- **CONSIGNES**:
(1) Recopiez le passage de l'entretien avec David Foenkinos qui commence par « Traduit dans une » et se termine par « de sa personnalité. ».
(2) D'après l'entretien avec David Foenkinos, quel est actuellement son livre le plus lu ?
(3) Poursuivez l'entretien avec David Foenkinos à partir du point où il s'interrompt.

Traduit dans une quarantaine de langues, auteur français à succès et lauréat des prestigieux prix Renaudot et Goncourt des lycéens, David Foenkinos s’impose comme une figure incontournable de la littérature française contemporaine. Dans cette interview exclusive avec CaféLitté, l’écrivain se confie sur son rapport à l’écriture, la place de la littérature dans sa vie, et dévoile en avant-première quelques détails sur son tout nouveau roman. Il évoque également sa rencontre marquante avec Milan Kundera et se prête au jeu du portrait chinois, révélant des aspects plus personnels et inattendus de sa personnalité.
– David Foenkinos, vos romans semblent souvent prédestinés à des adaptations cinématographiques. Pourtant, pour vous ce n’est pas du tout une fin en soi, et il vous arrive même de refuser certaines propositions, comme pour Vers la beauté. Quelles sont les conditions qui vous poussent à franchir le pas vers le cinéma, ou au contraire, à protéger le caractère littéraire d’un roman ?
– On me dit souvent que mes romans ont un aspect cinématographique, mais je pense que tout roman l’est en quelque sorte. J’ai une véritable passion pour les histoires bien construites, avec un début, un milieu et une fin. Bien que je reçoive de nombreuses propositions d’adaptation, je ne souhaite pas que tous mes livres deviennent des films. J’aime qu’un roman reste un espace où le lecteur peut imaginer son propre film, laisser libre cours à son imaginaire. Pour La Délicatesse, par exemple, lorsque mon frère et moi avons réalisé le film, Audrey Tautou s’est imposée à nous dès la première lecture du texte. Parfois, un projet se révèle suffisamment intéressant pour que je m’y engage. Mais concernant Vers la beauté, que tu as mentionné et qui est actuellement mon livre le plus lu, je préfère qu’il demeure un roman. Pour l’instant, je n’ai pas envie qu’il soit adapté au cinéma.

- **DOCUMENTS FOURNIS**:
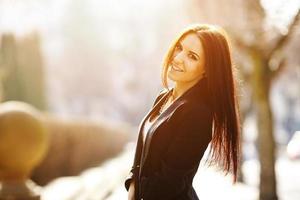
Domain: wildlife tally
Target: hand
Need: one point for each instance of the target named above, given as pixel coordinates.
(131, 191)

- **RÉPONSES**:
(1)
Traduit dans une quarantaine de langues, auteur français à succès et lauréat des prestigieux prix Renaudot et Goncourt des lycéens, David Foenkinos s’impose comme une figure incontournable de la littérature française contemporaine. Dans cette interview exclusive avec CaféLitté, l’écrivain se confie sur son rapport à l’écriture, la place de la littérature dans sa vie, et dévoile en avant-première quelques détails sur son tout nouveau roman. Il évoque également sa rencontre marquante avec Milan Kundera et se prête au jeu du portrait chinois, révélant des aspects plus personnels et inattendus de sa personnalité.

(2) Vers la beauté.

(3)
© CaféLitté, 2024. Tous droits réservés / Photos : Guillaume Pitiddu @lux_infinite
– Vous êtes traduit dans une quarantaine de langues. Quel est votre rapport à la traduction littéraire, à vos traducteurs, à vos éditeurs ? Est-ce que vous vous intéressez au destin des parcours éditoriaux de vos traductions, à leurs réceptions ?
– Oui, bien sûr. J’ai même établi des amitiés avec certains traducteurs, en particulier mon traducteur allemand. Les discussions que j’ai avec eux sont toujours passionnantes, et j’ai de nombreuses anecdotes drôles à partager. Par exemple, pour mon livre Numéro 2, qui traite du casting d’Harry Potter, mon éditrice anglaise m’a dit qu’on ne pouvait absolument pas le garder sous ce titre. Je lui ai demandé pourquoi, car je le trouvais très approprié. Elle m’a expliqué que number two signifie faire pipi en anglais ! Nous avons donc dû changer le titre, qui est finalement devenu Second Best. J’ai ainsi plein d’histoires amusantes sur les traductions, et c’est fascinant de découvrir les nuances de chaque langue.
Mais honnêtement, je ne peux pas vraiment vérifier si les traductions sont correctes, car je ne parle pas ces langues. Cependant, depuis que j’ai ouvert mon compte Instagram récemment, je reçois énormément de messages, notamment de lecteurs d’Amérique du Sud, d’Espagne, et en ce moment, beaucoup de lecteurs de Turquie.
– Vos livres sont très variés, explorant des univers extrêmement différents. Pourtant, un élément revient presque comme un leitmotiv dans tous vos romans : l’art. Il y joue un rôle omniprésent, apparaissant toujours comme une forme de consolation et un moyen de sauvetage. La seule exception semble être Deux Sœurs, où l’art, au contraire, porte une part de responsabilité dans le malheur de votre personnage principal. Finalement, peut-on vraiment avoir Une vie heureuse ( titre de votre dernier roman) quand on a cette sensibilité pour l’art ? Êtes-vous d’accord avec le point de vue du narrateur dans Deux Sœurs ?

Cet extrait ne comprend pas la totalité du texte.